**Task to carry out:** Word for word, please restate each record and pass over the pictures.

BEGIN

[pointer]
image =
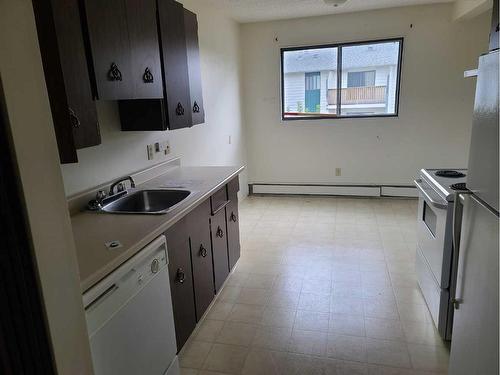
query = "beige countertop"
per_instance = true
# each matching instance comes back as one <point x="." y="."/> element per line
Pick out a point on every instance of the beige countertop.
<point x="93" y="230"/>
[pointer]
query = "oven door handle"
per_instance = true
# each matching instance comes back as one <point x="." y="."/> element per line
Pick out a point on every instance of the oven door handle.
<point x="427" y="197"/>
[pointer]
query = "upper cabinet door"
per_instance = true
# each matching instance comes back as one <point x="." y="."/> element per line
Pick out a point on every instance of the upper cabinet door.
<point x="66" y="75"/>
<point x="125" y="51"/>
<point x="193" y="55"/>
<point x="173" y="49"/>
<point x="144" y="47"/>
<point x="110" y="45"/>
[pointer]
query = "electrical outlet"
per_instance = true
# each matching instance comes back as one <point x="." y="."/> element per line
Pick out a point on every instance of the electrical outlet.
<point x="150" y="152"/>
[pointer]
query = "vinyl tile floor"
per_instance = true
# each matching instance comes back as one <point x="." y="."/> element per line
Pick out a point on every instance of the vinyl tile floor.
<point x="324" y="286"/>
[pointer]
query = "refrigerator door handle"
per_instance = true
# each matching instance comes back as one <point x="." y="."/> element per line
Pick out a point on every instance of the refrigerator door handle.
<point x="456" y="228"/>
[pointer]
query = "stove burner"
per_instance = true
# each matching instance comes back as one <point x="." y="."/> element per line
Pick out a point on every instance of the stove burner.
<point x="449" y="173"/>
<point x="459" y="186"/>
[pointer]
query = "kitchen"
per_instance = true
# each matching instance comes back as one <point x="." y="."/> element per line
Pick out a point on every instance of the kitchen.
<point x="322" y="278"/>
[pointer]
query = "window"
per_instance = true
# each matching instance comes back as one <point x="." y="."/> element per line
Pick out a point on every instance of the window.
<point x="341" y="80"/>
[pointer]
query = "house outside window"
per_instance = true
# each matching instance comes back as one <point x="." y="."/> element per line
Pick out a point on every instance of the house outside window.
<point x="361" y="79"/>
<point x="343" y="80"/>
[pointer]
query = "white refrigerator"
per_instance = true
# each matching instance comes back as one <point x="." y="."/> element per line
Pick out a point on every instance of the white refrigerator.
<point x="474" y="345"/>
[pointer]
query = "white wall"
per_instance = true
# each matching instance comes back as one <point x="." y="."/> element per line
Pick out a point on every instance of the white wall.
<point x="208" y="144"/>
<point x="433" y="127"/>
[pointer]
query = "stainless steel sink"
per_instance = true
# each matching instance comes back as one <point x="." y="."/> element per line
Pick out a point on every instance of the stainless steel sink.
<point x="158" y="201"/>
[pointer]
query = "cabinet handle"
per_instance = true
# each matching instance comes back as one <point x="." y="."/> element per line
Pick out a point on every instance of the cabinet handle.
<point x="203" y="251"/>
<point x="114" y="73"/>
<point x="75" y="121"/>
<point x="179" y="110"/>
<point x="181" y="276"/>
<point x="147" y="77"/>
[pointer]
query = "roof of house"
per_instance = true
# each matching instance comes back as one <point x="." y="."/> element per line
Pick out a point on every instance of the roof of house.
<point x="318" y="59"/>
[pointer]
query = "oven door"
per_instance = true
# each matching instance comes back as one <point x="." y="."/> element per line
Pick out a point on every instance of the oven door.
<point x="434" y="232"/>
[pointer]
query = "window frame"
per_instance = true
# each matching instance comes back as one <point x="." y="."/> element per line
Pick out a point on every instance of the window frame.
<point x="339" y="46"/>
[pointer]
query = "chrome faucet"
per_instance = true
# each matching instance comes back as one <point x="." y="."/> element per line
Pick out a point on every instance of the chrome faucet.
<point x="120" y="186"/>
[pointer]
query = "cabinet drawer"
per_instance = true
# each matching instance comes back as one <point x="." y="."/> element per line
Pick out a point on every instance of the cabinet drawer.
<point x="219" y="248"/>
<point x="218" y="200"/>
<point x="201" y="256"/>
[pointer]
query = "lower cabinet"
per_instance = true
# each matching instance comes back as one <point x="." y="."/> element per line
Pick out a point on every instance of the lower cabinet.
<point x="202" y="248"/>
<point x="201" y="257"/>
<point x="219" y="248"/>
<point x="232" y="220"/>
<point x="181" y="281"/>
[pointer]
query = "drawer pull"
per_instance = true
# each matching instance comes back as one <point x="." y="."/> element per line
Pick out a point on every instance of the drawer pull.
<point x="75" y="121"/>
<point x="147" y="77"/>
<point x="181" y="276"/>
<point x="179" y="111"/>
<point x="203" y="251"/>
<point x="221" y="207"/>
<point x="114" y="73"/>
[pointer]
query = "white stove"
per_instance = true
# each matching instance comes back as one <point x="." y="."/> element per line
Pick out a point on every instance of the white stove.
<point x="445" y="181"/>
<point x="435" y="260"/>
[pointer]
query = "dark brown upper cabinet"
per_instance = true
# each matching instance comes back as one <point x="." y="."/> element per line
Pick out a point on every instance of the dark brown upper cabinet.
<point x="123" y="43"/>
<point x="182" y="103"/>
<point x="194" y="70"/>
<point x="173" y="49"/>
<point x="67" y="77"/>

END

**Completed exercise:**
[pointer]
image =
query = "beige countertop"
per_instance = true
# each matching instance comes back as one <point x="." y="."/> element per line
Pick out a point on every instance of the beige countertop.
<point x="93" y="230"/>
[pointer]
query = "oven door handle"
per_instance = true
# each matching instance comes back as one <point x="." y="."/> element per line
Pick out a point on every instance of the oven door handle.
<point x="427" y="197"/>
[pointer]
query = "upper cabinet door"
per_instance = true
# each matching instance comes back as one <point x="." y="."/> element per line
Pick out a point on every instance of the upper cabinet door.
<point x="66" y="75"/>
<point x="125" y="51"/>
<point x="193" y="55"/>
<point x="173" y="49"/>
<point x="144" y="47"/>
<point x="110" y="45"/>
[pointer]
query = "electrical outlet"
per_instance = true
# each matching instance comes back as one <point x="." y="."/> element per line
Pick out a point on every instance of the electrical outlet.
<point x="150" y="152"/>
[pointer]
query = "vinyl tile floor"
per_instance = true
# each matching instance comes back as one <point x="." y="."/> element per line
Pick out a point on every instance of the vinyl tile floor.
<point x="324" y="286"/>
[pointer]
query = "refrigerator door handle"
per_instance = true
# each matching instance comes back as one <point x="." y="."/> element per line
Pick out a point on every instance of the refrigerator door handle.
<point x="456" y="228"/>
[pointer]
query = "stove burner"
per_instance = true
# each matching instance comes back as one <point x="." y="."/> element per line
Pick out a point on every instance of the stove burner.
<point x="449" y="173"/>
<point x="459" y="186"/>
[pointer]
query = "kitchen"
per_instance = true
# each matching instance comes back as one <point x="." y="."/> element per line
Pick out a point on every instance of the kitchen.
<point x="322" y="278"/>
[pointer]
query = "window"
per_instance = true
# each matching instance comes back as one <point x="." y="."/> element per line
Pick out a point on every instance of the window.
<point x="341" y="80"/>
[pointer]
query = "house outside window"
per_instance = true
# each matching instance comes back as one <point x="." y="."/> element per line
Pick out a point on every instance of the house outside window.
<point x="361" y="79"/>
<point x="343" y="80"/>
[pointer]
query = "white refrigerator"
per_instance = true
# each matching instance comes back as one <point x="." y="."/> element per line
Pick out a point on every instance of the white refrigerator.
<point x="474" y="345"/>
[pointer]
query = "white wall"
per_instance = true
# each matching instance comes back as one <point x="." y="."/> element per line
Pick out a point on every instance of the white wall.
<point x="208" y="144"/>
<point x="433" y="127"/>
[pointer]
query = "stainless steel sink"
per_instance = true
# each matching instance comes back as one <point x="." y="."/> element per line
Pick out a point on every instance of the stainless steel sink.
<point x="158" y="201"/>
[pointer]
query = "cabinet handle"
per_instance = true
# each matching instance comes back as one <point x="." y="."/> element per line
Pick out a point on every instance of the cabinet handle.
<point x="203" y="251"/>
<point x="114" y="73"/>
<point x="75" y="121"/>
<point x="179" y="110"/>
<point x="181" y="276"/>
<point x="147" y="77"/>
[pointer]
query = "roof of house"
per_instance = true
# each matching instance comes back as one <point x="." y="."/> element per line
Pick out a point on every instance of the roof of house.
<point x="318" y="59"/>
[pointer]
query = "oven door"
per_instance = true
# each matching instance comes back as one <point x="." y="."/> element per line
Pick out a point on every instance of the oven door.
<point x="434" y="232"/>
[pointer]
query = "window frame"
per_instance = true
# each matching instance comes back as one <point x="." y="."/> element per line
Pick out a point on every instance of the window frame.
<point x="339" y="46"/>
[pointer]
query = "chrome faucet"
per_instance = true
# each matching instance comes back as one <point x="." y="."/> element per line
Pick out a point on every instance of the chrome faucet.
<point x="120" y="186"/>
[pointer]
query = "cabinet drawer"
per_instance = true
# each matching instance comes back as one <point x="." y="."/> element per line
Pick out a point on every instance of the cabinet drawer.
<point x="219" y="248"/>
<point x="218" y="200"/>
<point x="201" y="256"/>
[pointer]
query = "lower cabinet"
per_instance = true
# each matching instance comes back as one <point x="." y="."/> element per line
Pick out a point on every instance of the lower cabinet.
<point x="202" y="248"/>
<point x="201" y="257"/>
<point x="219" y="248"/>
<point x="232" y="220"/>
<point x="181" y="281"/>
[pointer]
query = "drawer pull"
per_instance = true
# each matching instance comes back as one <point x="." y="."/> element per line
Pick out a point on every instance of the drawer pull.
<point x="75" y="121"/>
<point x="147" y="77"/>
<point x="181" y="276"/>
<point x="179" y="111"/>
<point x="203" y="251"/>
<point x="221" y="207"/>
<point x="114" y="73"/>
[pointer]
query = "white stove"
per_instance = true
# each matching instance comes back as one <point x="." y="."/> element per line
Pick out a point on every instance of the white stove.
<point x="445" y="181"/>
<point x="435" y="260"/>
[pointer]
query = "dark brown upper cabinet"
per_instance = true
# each matching instance comes back as one <point x="." y="."/> element per line
Pick out a point on every instance of the dark brown upper cabinet.
<point x="123" y="43"/>
<point x="182" y="103"/>
<point x="194" y="70"/>
<point x="173" y="49"/>
<point x="67" y="77"/>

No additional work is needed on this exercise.